#### [What you have to do]
Copy the data below word for word, from its first line through the line containing "[383,264,403,291]", including that line.
── Exercise input ──
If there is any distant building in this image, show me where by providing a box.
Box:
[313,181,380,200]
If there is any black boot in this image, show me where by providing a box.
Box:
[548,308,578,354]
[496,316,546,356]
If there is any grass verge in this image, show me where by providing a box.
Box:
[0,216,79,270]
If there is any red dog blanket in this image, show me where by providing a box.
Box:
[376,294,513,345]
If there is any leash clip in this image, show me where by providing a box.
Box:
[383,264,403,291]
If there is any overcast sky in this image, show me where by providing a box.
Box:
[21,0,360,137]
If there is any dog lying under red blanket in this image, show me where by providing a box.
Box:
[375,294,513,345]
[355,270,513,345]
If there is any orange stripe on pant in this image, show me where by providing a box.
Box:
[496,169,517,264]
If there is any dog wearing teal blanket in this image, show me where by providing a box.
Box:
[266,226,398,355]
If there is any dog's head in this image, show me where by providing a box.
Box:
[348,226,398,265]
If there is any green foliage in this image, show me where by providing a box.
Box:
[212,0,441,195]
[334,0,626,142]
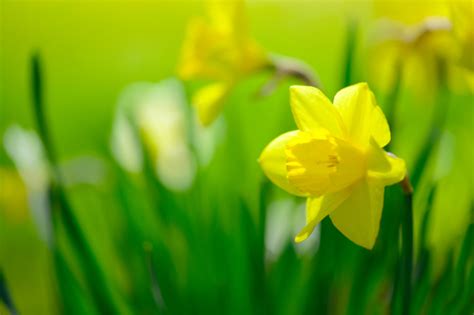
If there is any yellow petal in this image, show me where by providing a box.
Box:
[258,130,305,196]
[367,140,406,186]
[286,132,366,196]
[370,106,391,148]
[290,86,345,138]
[334,83,390,147]
[193,82,230,126]
[330,181,384,249]
[295,188,352,243]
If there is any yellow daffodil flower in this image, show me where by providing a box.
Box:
[451,0,474,92]
[178,0,268,125]
[371,0,474,98]
[259,83,406,249]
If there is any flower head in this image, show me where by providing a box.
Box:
[259,83,406,249]
[371,0,474,94]
[178,0,267,125]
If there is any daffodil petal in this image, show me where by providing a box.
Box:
[193,82,230,126]
[286,132,366,196]
[367,139,406,186]
[295,188,352,243]
[258,130,305,196]
[330,180,384,249]
[334,83,390,147]
[370,106,391,148]
[290,86,344,138]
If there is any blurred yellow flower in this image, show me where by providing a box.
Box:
[178,0,268,125]
[370,0,474,98]
[370,1,455,97]
[451,0,474,92]
[259,83,406,249]
[0,167,28,223]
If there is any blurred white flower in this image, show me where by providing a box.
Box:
[3,125,52,244]
[111,79,219,191]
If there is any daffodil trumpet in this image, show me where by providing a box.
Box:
[259,83,406,249]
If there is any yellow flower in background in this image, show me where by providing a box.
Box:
[178,0,268,125]
[370,0,455,98]
[371,0,474,94]
[450,0,474,92]
[259,83,406,249]
[0,167,28,223]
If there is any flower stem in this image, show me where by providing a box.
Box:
[257,55,322,96]
[411,59,450,189]
[342,19,357,87]
[399,177,413,315]
[385,59,403,151]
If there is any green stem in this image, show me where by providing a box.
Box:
[385,59,403,151]
[31,54,118,314]
[400,177,413,315]
[411,60,449,189]
[342,20,357,87]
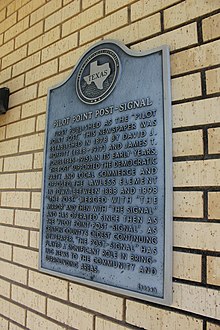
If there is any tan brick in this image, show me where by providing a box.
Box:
[95,317,132,330]
[28,271,68,300]
[171,39,220,75]
[0,298,25,325]
[13,247,38,269]
[0,68,11,84]
[172,73,202,101]
[164,0,219,28]
[202,14,220,41]
[47,299,93,330]
[208,127,220,154]
[34,152,43,169]
[27,311,66,330]
[4,155,33,172]
[7,0,29,16]
[0,13,16,33]
[59,43,92,71]
[25,59,58,85]
[173,97,220,128]
[0,0,11,10]
[31,192,41,209]
[45,0,80,31]
[0,174,16,189]
[0,139,18,156]
[173,191,203,218]
[62,2,103,37]
[173,130,203,157]
[12,285,46,313]
[131,0,179,21]
[15,21,43,48]
[1,40,14,58]
[7,74,24,93]
[9,323,24,330]
[174,221,220,251]
[70,283,123,320]
[1,191,30,208]
[38,70,69,94]
[173,159,220,187]
[17,172,42,189]
[208,192,220,219]
[0,279,10,300]
[15,210,40,229]
[105,0,135,14]
[19,133,44,152]
[0,8,6,22]
[28,26,60,55]
[207,257,220,285]
[63,0,73,6]
[13,52,40,77]
[18,0,46,21]
[207,322,220,330]
[206,68,220,94]
[9,85,37,107]
[21,97,47,118]
[0,243,12,260]
[126,300,203,330]
[80,8,128,45]
[2,45,27,68]
[106,14,161,44]
[0,226,28,246]
[42,33,78,64]
[81,0,100,9]
[172,283,220,319]
[0,208,14,225]
[0,260,27,284]
[36,114,46,132]
[30,231,39,249]
[131,23,198,51]
[30,0,62,25]
[6,118,35,138]
[4,17,29,42]
[173,251,202,282]
[0,106,21,126]
[0,316,8,329]
[0,127,6,141]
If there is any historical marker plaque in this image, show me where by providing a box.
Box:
[40,41,172,303]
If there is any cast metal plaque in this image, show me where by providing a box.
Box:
[40,41,172,304]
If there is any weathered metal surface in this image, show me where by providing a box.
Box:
[40,41,172,303]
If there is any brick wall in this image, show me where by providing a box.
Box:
[0,0,220,330]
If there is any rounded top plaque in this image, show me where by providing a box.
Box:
[76,49,120,104]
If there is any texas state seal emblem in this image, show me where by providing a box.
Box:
[76,49,120,104]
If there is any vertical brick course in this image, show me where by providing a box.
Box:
[0,0,220,330]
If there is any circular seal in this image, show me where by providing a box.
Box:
[76,49,120,104]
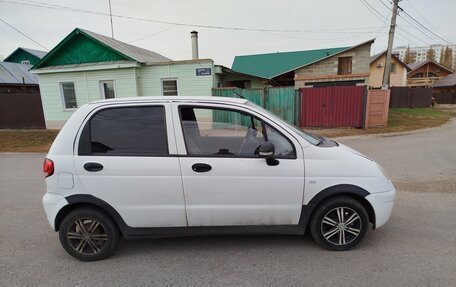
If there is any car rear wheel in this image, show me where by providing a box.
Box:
[59,208,119,261]
[310,197,369,251]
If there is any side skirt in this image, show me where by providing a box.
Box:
[66,194,314,239]
[122,225,305,239]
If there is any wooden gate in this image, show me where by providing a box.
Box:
[300,86,367,128]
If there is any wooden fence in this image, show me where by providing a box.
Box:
[389,87,432,108]
[433,92,456,104]
[364,90,390,129]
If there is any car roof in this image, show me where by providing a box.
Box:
[89,96,248,104]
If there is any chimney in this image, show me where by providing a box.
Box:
[190,31,199,60]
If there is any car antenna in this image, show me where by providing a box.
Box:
[233,89,245,100]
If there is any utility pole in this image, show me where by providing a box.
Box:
[382,0,399,89]
[109,0,114,39]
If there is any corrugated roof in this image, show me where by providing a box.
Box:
[407,61,427,70]
[79,28,171,63]
[231,39,375,79]
[19,47,47,59]
[369,50,410,71]
[408,60,454,73]
[231,47,350,79]
[0,62,38,85]
[433,74,456,88]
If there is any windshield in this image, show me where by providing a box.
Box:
[247,101,321,145]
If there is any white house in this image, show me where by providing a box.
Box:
[31,28,220,129]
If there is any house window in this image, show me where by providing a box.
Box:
[162,79,178,96]
[100,81,116,99]
[60,82,78,109]
[337,57,352,75]
[390,63,396,73]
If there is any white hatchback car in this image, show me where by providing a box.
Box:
[43,97,396,261]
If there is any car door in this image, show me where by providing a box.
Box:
[74,103,187,227]
[173,103,304,226]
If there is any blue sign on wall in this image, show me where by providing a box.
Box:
[196,68,212,76]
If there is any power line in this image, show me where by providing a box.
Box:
[400,8,453,45]
[360,0,429,46]
[0,18,49,51]
[127,25,176,44]
[0,0,384,34]
[378,0,453,45]
[407,0,437,31]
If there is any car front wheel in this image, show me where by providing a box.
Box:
[59,208,119,261]
[310,197,369,251]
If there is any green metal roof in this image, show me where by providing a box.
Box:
[32,28,170,70]
[3,47,46,65]
[231,47,352,79]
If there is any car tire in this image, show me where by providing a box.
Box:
[59,208,119,261]
[310,196,369,251]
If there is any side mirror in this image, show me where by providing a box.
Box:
[258,141,279,166]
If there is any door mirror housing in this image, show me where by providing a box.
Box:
[258,141,279,166]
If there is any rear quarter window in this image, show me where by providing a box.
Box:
[78,106,169,156]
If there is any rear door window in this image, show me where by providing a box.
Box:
[78,106,169,156]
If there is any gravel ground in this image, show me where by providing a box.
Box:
[0,121,456,286]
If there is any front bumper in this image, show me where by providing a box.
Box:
[43,192,68,230]
[366,188,396,228]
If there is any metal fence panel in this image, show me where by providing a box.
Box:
[300,86,366,128]
[433,92,456,104]
[264,87,296,124]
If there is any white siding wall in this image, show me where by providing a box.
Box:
[38,60,215,129]
[139,60,215,96]
[38,68,137,128]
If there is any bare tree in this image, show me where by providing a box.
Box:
[403,46,412,65]
[426,47,435,61]
[440,45,453,69]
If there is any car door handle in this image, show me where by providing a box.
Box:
[192,163,212,172]
[84,162,103,172]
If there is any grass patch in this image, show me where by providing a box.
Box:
[305,107,456,140]
[0,130,59,152]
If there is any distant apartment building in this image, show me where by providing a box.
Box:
[393,44,456,70]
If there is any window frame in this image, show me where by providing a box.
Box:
[177,103,298,160]
[98,80,117,100]
[160,77,180,97]
[59,81,78,111]
[337,56,353,75]
[74,103,171,157]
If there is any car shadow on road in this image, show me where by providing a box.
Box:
[114,230,387,259]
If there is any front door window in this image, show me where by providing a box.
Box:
[180,106,296,158]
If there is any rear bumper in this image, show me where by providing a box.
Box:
[43,192,68,230]
[366,188,396,228]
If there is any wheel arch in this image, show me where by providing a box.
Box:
[54,194,127,235]
[299,184,375,229]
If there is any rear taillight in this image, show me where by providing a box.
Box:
[43,158,54,177]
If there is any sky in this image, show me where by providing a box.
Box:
[0,0,456,67]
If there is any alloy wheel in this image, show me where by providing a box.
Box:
[321,207,362,246]
[67,218,108,255]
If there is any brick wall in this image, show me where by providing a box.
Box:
[295,43,372,88]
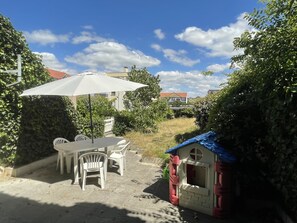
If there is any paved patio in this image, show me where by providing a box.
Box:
[0,151,251,223]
───
#### [Problem solution]
If there is any distant building in this image, show me where by providing a box.
Box:
[313,181,380,200]
If there is any black boot in this image, show me where by providing a box.
Box:
[548,308,578,354]
[496,316,546,356]
If there is any grass verge in this image, show me where by providing a box.
Box:
[0,216,79,270]
If there is any red dog blanket in this image, show me where by providing a box.
Box:
[376,294,513,345]
If there is any leash clip in this image, show me where by providing a box.
Box:
[383,264,403,291]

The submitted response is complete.